## WHAT YOU ARE ASKED TO DO
Of the records that follow, copy only the lines from the line containing "of the doorway" to the line containing "Query: white wall", both included, exactly as written.

--- MATERIALS PROVIDED Enclosed Below ---

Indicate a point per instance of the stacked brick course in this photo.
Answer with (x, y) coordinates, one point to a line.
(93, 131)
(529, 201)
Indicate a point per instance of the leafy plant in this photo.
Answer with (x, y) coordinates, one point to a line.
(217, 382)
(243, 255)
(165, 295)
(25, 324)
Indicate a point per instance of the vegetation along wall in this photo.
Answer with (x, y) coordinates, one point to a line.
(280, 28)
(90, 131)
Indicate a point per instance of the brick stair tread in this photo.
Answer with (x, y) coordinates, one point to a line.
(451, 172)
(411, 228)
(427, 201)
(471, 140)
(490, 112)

--- End of Enclosed MATERIALS PROVIDED ---
--- MATERIALS PROVIDED Enclosed Below ---

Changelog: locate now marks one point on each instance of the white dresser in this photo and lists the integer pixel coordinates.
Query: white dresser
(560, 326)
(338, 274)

--- End of Enclosed MATERIALS PROVIDED ---
--- MATERIALS PROVIDED Enclosed Below ---

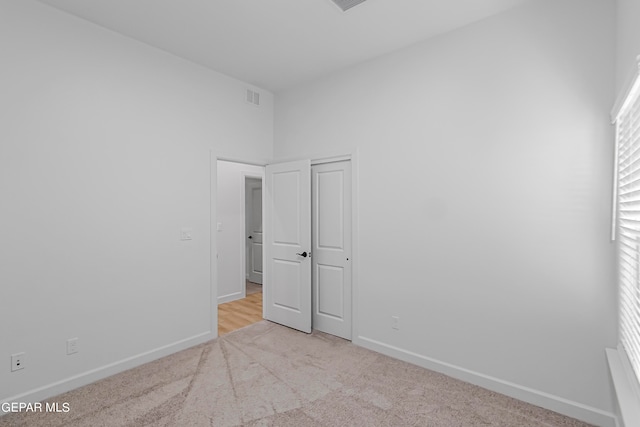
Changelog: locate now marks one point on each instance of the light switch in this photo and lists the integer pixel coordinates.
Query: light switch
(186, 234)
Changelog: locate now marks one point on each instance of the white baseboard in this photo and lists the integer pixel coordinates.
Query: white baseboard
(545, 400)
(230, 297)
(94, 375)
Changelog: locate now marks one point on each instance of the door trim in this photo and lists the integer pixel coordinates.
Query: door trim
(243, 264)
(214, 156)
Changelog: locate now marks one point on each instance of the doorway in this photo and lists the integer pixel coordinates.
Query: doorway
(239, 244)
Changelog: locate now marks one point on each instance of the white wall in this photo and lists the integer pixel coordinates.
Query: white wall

--- End of Enclosed MATERIALS PROVIDED ---

## RESPONSE AREA
Changelog: locate now marks one point on each instance of the doorway in this photo and lists the integer pixel coordinates.
Query: doorway
(239, 244)
Changelog: locate now marks one point on each instance of the white wall in this photo and lists the integer pixel coordinates.
Query: white wall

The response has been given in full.